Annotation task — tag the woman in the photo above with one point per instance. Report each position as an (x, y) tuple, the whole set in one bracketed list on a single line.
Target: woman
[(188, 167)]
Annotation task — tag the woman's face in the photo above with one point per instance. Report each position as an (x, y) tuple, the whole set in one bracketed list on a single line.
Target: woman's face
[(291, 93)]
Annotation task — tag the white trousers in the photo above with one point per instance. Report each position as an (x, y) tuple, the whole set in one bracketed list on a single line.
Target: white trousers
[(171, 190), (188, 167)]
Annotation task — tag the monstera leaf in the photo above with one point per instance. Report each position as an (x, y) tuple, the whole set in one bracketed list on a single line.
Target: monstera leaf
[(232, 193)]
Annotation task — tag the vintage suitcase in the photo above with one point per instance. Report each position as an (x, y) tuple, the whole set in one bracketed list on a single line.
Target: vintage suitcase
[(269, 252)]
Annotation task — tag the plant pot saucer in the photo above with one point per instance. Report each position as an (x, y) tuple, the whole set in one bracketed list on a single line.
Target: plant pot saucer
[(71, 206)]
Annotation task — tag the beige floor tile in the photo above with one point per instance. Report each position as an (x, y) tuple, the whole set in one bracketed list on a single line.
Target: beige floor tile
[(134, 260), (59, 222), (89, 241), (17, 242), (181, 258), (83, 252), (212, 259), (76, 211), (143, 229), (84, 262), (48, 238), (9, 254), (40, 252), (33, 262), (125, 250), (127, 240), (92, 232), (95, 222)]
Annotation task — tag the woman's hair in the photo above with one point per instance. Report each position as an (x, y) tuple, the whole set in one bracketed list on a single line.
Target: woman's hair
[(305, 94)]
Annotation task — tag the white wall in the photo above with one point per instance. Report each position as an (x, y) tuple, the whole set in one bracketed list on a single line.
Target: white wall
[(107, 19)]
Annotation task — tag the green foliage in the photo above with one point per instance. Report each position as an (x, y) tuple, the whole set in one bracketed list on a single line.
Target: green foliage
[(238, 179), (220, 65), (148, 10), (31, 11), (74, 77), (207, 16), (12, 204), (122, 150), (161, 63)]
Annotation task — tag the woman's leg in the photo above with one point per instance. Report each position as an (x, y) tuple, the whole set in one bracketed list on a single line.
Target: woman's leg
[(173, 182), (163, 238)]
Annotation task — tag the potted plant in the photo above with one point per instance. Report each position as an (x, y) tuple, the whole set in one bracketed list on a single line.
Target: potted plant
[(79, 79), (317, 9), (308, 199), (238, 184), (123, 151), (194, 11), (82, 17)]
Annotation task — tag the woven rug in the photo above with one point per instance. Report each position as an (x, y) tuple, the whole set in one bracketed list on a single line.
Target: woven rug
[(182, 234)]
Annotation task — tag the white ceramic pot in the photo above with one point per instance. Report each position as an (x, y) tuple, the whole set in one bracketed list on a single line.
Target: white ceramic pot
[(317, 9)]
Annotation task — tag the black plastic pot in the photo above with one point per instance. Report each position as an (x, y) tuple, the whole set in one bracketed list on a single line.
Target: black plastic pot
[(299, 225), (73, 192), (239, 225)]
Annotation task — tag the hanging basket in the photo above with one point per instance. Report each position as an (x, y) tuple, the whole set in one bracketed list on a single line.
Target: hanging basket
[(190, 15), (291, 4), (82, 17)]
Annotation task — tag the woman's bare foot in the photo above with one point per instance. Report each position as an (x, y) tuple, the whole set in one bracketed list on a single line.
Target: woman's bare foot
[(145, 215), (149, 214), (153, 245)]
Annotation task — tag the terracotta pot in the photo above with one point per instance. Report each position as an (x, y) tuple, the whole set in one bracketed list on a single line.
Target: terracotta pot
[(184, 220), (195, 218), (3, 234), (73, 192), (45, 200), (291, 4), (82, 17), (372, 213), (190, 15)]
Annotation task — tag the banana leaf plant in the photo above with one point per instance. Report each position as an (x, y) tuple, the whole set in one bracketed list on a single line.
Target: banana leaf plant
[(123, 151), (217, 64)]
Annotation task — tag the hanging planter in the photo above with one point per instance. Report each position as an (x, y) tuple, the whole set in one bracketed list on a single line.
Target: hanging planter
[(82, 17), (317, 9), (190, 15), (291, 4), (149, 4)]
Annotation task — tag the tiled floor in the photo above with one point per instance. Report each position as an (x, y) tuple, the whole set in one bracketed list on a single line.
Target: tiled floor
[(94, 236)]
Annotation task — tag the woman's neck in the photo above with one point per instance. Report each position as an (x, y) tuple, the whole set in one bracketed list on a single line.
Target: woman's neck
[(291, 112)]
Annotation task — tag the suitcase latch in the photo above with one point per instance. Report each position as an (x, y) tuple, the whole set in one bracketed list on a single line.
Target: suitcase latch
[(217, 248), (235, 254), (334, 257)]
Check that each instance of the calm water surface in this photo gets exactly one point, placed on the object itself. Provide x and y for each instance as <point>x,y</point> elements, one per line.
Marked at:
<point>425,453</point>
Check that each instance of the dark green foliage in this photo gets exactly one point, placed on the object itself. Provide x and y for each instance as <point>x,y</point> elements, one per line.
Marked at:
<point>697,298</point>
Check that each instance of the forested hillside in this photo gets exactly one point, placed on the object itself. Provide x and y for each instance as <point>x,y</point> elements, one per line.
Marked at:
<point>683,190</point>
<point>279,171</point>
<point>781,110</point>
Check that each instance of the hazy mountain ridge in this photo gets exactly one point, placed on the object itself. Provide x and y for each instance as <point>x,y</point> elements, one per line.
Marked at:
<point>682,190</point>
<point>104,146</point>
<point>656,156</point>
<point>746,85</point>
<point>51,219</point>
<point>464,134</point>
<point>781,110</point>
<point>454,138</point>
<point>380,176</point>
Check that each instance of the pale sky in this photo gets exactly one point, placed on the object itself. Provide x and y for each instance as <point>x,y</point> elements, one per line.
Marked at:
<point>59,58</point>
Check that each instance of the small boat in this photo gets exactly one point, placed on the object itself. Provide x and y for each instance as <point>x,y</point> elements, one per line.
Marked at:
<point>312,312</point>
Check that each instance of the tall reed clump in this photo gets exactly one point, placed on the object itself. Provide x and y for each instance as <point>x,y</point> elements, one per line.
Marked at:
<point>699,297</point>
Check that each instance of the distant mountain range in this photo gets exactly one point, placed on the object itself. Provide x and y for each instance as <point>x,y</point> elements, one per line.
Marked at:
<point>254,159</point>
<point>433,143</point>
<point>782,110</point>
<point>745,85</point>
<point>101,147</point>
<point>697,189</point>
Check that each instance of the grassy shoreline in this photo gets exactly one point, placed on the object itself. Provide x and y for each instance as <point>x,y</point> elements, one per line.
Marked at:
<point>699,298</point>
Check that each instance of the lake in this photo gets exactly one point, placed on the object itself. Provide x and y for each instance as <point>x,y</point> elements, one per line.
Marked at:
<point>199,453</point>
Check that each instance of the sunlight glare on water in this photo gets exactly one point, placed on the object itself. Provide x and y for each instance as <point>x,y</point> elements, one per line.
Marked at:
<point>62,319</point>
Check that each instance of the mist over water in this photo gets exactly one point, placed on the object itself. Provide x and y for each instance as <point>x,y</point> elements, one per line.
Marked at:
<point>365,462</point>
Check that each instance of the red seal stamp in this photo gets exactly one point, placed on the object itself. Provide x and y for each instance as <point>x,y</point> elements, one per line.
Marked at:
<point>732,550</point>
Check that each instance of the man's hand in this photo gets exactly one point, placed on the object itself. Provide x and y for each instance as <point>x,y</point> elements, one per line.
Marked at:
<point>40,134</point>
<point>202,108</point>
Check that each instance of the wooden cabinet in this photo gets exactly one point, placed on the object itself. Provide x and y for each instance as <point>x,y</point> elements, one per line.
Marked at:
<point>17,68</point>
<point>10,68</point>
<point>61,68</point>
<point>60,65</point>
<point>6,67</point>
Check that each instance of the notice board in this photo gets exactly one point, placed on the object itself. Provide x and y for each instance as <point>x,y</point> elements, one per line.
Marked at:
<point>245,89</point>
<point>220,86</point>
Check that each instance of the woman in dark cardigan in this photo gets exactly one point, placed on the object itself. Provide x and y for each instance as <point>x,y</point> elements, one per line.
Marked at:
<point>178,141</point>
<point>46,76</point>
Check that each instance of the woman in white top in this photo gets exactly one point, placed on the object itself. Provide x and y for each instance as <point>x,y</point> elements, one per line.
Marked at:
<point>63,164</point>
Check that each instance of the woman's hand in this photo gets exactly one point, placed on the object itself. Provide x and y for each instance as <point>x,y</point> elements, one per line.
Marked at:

══════

▸ Task prompt:
Rewrite everything from the start of the items down through the line containing "[(291, 93)]", swapping "tuple" for "pair" and leaving all else unchanged. Return only those lines.

▸ Written reply:
Annotation task — tag the woman in the photo above with one point per instance. Report each position as an (x, y) pair, the whole set in one bracketed list on a single line.
Target: woman
[(188, 167)]
Annotation task — tag the woman's face in the photo above with one point per instance. Report each position as an (x, y) pair, the whole set in one bracketed list on a single line.
Target: woman's face
[(291, 93)]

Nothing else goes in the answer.